→ **EXERCISE BRIEF**
Extract all records. Keep each one exact.

→ **INPUT DATA**

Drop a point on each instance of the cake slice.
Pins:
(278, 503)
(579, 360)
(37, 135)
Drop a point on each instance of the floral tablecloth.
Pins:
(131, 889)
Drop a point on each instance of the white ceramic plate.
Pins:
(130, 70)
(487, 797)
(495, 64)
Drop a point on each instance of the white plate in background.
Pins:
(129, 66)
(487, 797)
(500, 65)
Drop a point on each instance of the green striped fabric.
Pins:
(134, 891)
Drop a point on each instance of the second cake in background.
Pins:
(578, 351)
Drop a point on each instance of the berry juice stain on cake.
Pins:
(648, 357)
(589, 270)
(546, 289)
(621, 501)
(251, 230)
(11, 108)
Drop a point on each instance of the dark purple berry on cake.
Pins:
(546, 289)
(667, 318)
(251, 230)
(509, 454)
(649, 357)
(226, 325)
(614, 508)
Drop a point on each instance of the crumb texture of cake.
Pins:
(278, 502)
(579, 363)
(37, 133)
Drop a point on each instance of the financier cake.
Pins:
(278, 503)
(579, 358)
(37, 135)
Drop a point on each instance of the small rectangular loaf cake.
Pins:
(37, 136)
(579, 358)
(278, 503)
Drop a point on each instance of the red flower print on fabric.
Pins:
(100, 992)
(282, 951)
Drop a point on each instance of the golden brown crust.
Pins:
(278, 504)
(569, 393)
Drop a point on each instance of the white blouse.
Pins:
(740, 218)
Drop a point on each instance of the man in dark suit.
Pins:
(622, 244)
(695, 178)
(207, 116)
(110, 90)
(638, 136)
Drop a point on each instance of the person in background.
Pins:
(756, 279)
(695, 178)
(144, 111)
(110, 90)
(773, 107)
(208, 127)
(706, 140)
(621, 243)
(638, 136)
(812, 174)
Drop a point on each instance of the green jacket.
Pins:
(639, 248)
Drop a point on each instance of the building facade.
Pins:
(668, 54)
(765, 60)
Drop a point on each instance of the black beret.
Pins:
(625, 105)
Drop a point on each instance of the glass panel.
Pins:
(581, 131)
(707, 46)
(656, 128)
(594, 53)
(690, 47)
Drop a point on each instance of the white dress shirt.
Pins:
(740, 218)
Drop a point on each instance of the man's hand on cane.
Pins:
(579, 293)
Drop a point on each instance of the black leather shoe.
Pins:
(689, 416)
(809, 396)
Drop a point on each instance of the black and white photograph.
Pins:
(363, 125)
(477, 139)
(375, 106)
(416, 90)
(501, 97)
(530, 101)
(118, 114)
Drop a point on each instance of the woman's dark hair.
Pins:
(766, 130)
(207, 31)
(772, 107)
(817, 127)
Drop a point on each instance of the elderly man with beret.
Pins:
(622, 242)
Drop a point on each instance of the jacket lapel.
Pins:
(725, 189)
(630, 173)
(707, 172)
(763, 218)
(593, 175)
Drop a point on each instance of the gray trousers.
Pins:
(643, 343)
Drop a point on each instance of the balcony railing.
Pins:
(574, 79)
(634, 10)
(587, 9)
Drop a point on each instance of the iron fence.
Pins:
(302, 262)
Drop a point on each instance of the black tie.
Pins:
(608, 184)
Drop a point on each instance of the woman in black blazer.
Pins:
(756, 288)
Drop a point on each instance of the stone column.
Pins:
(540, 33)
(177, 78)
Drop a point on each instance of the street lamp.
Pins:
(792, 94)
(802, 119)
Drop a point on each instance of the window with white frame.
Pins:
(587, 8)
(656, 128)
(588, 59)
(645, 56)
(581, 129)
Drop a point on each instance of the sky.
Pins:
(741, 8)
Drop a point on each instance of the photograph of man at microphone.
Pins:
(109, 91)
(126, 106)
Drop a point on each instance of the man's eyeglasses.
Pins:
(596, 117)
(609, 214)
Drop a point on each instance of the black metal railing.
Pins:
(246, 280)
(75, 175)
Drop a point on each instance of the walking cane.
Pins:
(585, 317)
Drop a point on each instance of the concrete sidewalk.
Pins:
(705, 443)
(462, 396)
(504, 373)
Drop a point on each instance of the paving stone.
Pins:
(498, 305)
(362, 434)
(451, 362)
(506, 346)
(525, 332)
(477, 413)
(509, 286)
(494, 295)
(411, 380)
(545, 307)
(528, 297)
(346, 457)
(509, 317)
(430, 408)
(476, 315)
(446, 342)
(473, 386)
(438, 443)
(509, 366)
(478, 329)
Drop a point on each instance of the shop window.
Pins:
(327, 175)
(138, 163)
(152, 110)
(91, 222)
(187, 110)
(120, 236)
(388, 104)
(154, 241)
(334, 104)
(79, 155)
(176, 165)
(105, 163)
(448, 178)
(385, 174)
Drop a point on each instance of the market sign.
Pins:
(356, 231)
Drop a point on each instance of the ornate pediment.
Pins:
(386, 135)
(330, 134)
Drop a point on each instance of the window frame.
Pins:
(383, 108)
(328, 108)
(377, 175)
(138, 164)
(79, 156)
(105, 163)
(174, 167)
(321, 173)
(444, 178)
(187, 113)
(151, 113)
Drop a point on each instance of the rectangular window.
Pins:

→ **RESPONSE TO THE EXERCISE**
Drop a point on each instance of the cake slice.
Pins:
(278, 503)
(579, 360)
(37, 135)
Drop a point on each instance of the floral tablecloth.
Pins:
(131, 889)
Drop a point on each instance of the white ceramic plate.
Pins:
(130, 70)
(487, 797)
(495, 64)
Drop a point on each instance of the white plate in background.
Pins:
(129, 66)
(487, 797)
(500, 65)
Drop a point on each instance of the green striped fabric.
Pins:
(134, 891)
Drop a point on each instance of the second cake in background.
Pins:
(578, 351)
Drop a point on each instance of the berry juice stain on cake.
Pins:
(648, 357)
(589, 270)
(546, 289)
(621, 501)
(251, 230)
(11, 108)
Drop a point on each instance of the dark purple berry on cake.
Pins:
(546, 289)
(667, 318)
(251, 230)
(509, 454)
(649, 357)
(226, 325)
(614, 508)
Drop a point on each instance of the crumb texture of cake.
Pins:
(278, 502)
(579, 363)
(37, 133)
Drop a point on each instance of the financier cake.
Pins:
(278, 503)
(579, 358)
(37, 135)
Drop a point on each instance of the small rectangular loaf cake.
Pins:
(37, 136)
(579, 358)
(278, 503)
Drop a point on each instance of the red flower print on fabric.
Pins:
(100, 992)
(282, 951)
Drop a point on each instance of the golden brown crust.
Pins:
(278, 504)
(569, 393)
Drop a point on each instance of the white blouse.
Pins:
(740, 218)
Drop a point on each instance of the man in dark suit.
Pins:
(622, 244)
(695, 178)
(207, 116)
(110, 90)
(638, 136)
Drop a point on each instance of the person in background.
Pins:
(756, 279)
(695, 178)
(144, 111)
(110, 90)
(773, 107)
(208, 127)
(706, 140)
(621, 243)
(638, 136)
(812, 174)
Drop a point on each instance of the green jacket.
Pins:
(639, 248)
Drop a point on each instance of the building facade.
Pins:
(668, 54)
(765, 60)
Drop a point on each instance of the black beret.
Pins:
(625, 105)
Drop a point on each instance of the glass panel.
Pins:
(581, 131)
(707, 46)
(656, 128)
(594, 53)
(690, 47)
Drop a point on each instance of the white dress shirt.
Pins:
(740, 218)
Drop a point on each instance of the man's hand on cane.
Pins:
(579, 293)
Drop a point on each instance of the black leather shoe.
Pins:
(689, 416)
(809, 396)
Drop a point on each instance of the black and white photograph.
Pins:
(363, 125)
(477, 139)
(375, 106)
(416, 90)
(501, 97)
(530, 101)
(118, 114)
Drop a point on each instance of the woman's dark hair.
Pins:
(766, 130)
(207, 31)
(772, 107)
(817, 127)
Drop a point on each instance of the elderly man with beret.
Pins:
(622, 242)
Drop a point on each instance of the jacket lapel.
Pins:
(725, 189)
(630, 173)
(707, 172)
(763, 218)
(593, 175)
Drop a point on each instance of the gray trousers.
Pins:
(643, 343)
Drop a point on each instance of the balcony railing.
Pins:
(574, 79)
(634, 10)
(587, 9)
Drop a point on each instance of the iron fence.
Pins:
(302, 262)
Drop a point on each instance of the black tie.
Pins:
(608, 184)
Drop a point on each instance of the woman in black blazer.
Pins:
(756, 288)
Drop a point on each instance of the stone column.
Pins:
(540, 33)
(177, 78)
Drop a point on each instance of the street lamp.
Pins:
(792, 94)
(802, 119)
Drop a point on each instance of the window with white frame.
Pins:
(587, 8)
(656, 128)
(588, 59)
(645, 56)
(581, 129)
Drop a point on each instance of the sky.
Pins:
(741, 8)
Drop a point on each instance of the photograph of man at microphone.
Pins:
(109, 91)
(126, 106)
Drop a point on each instance of the man's eyeglasses.
Pins:
(596, 117)
(609, 214)
Drop a point on each instance of the black metal railing.
Pins:
(246, 280)
(75, 175)
Drop a point on each instance of the walking cane.
Pins:
(585, 317)
Drop a point on each instance of the concrete sidewalk.
Pins:
(705, 443)
(462, 396)
(504, 373)
Drop a point on each instance of the paving stone.
Pins:
(498, 305)
(362, 434)
(451, 362)
(506, 346)
(525, 332)
(477, 413)
(509, 286)
(494, 295)
(411, 380)
(545, 307)
(528, 297)
(346, 457)
(509, 317)
(430, 408)
(476, 315)
(446, 342)
(473, 386)
(438, 443)
(509, 366)
(478, 329)
Drop a point on each instance of the shop window.
Pins:
(327, 175)
(138, 163)
(152, 110)
(91, 222)
(187, 110)
(120, 236)
(388, 104)
(154, 241)
(334, 104)
(79, 155)
(176, 165)
(105, 163)
(448, 178)
(385, 174)
Drop a point on each instance of the market sign.
Pins:
(356, 231)
Drop a point on each instance of the ornate pediment.
Pins:
(386, 135)
(330, 134)
Drop a point on each instance of the window frame.
Pins:
(383, 108)
(328, 108)
(377, 175)
(138, 164)
(79, 156)
(105, 163)
(174, 167)
(321, 173)
(444, 178)
(187, 113)
(151, 113)
Drop a point on each instance of the rectangular window.
Pins:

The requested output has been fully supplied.